§ PARTS OF THE EXERCISE:
- a) In the piece about sorting old veterinary articles, reproduce word for word the part that opens with the words containing "I couldn’t toss" and closes with "is certainly true.".
- b) According to the piece about sorting old veterinary articles, why did the writer pick this time to weed through the file boxes, and why had those papers rarely been consulted? Answer in one to three sentences.

§ TEXT SECTION:
● ● ●

This morning I cleaned out my file boxes of veterinary articles that I have been collecting for the last 14 years. We’re in the process of remodeling a couple of rooms in our house. The impending move of my office seemed like a good opportunity to weed through those papers that I’d been hauling around for so long but rarely referred to anymore because of the power of online resources like PubMed.
I couldn’t toss everything without first looking for hidden gems though (there were a few), but what I found most interesting was how things have changed in veterinary medicine since I started clipping articles back in the late 1990s. I saved information that was brand new at the time, but now a lot of it seems almost old hat (e.g., using trilostane to treat Cushing’s disease in dogs). I remember one of my professors in veterinary school telling us that half of what we learn today will be obsolete in five years. I think his numbers might be a little overstated, but the fact that what is "cutting edge" changes with mind numbing speed is certainly true.
But not all old information is outdated. Two of the articles that I clipped back in 2002 talked about the benefits of using honey and sugar to treat large, contaminated wounds. According to the authors: "The use of honey to treat wounds dates back to 2000 BC," while "the use of finely powdered sugar to clean wounds was first reported by Scultetus in 1679."

● ● ●

§ DATA TO EXAMINE:

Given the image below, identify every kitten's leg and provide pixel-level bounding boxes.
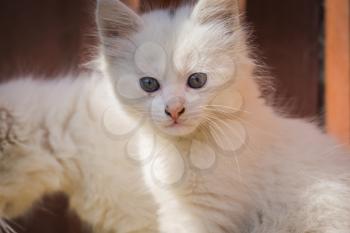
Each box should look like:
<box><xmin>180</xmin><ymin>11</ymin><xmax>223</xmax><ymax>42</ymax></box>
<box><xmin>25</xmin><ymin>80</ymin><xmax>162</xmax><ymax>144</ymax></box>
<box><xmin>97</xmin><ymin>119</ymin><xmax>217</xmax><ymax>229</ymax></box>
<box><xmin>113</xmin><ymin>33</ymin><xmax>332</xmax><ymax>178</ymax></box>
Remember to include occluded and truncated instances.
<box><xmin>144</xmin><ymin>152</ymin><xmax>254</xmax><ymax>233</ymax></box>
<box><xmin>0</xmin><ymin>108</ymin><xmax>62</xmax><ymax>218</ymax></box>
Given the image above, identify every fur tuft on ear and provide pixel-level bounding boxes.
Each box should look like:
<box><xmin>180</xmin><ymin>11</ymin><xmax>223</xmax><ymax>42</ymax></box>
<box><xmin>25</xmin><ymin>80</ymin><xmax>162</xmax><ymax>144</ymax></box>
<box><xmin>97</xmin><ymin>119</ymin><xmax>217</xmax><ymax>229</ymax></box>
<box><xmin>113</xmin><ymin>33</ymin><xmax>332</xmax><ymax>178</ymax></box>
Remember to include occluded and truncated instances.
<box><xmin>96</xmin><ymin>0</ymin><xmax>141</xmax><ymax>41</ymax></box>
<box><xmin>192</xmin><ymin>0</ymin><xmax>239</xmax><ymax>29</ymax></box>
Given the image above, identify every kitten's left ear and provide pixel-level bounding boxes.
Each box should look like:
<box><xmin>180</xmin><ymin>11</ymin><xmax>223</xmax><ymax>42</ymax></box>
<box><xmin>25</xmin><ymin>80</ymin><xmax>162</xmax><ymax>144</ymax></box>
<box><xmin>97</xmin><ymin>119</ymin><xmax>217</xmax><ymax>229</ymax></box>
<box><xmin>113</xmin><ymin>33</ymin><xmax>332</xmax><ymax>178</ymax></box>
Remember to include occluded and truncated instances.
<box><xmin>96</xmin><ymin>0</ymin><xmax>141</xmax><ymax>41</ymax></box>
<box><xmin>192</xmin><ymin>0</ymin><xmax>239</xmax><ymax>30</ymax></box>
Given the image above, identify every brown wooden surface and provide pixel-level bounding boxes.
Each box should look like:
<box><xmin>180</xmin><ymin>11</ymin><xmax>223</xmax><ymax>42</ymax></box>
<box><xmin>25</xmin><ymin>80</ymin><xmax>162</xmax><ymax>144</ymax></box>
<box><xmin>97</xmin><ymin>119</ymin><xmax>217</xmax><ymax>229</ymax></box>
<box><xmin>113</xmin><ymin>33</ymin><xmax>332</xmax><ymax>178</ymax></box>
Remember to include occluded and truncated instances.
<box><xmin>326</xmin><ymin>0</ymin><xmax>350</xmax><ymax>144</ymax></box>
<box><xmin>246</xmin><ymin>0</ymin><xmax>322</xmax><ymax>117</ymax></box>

● ● ●

§ RESPONSES FOR EACH TASK:
- a)
I couldn’t toss everything without first looking for hidden gems though (there were a few), but what I found most interesting was how things have changed in veterinary medicine since I started clipping articles back in the late 1990s. I saved information that was brand new at the time, but now a lot of it seems almost old hat (e.g., using trilostane to treat Cushing’s disease in dogs). I remember one of my professors in veterinary school telling us that half of what we learn today will be obsolete in five years. I think his numbers might be a little overstated, but the fact that what is "cutting edge" changes with mind numbing speed is certainly true.

- b) A couple of rooms in the house are being remodeled, and the coming move of the writer's office seemed like a good opportunity to weed through the papers. They had rarely been referred to because of the power of online resources like PubMed.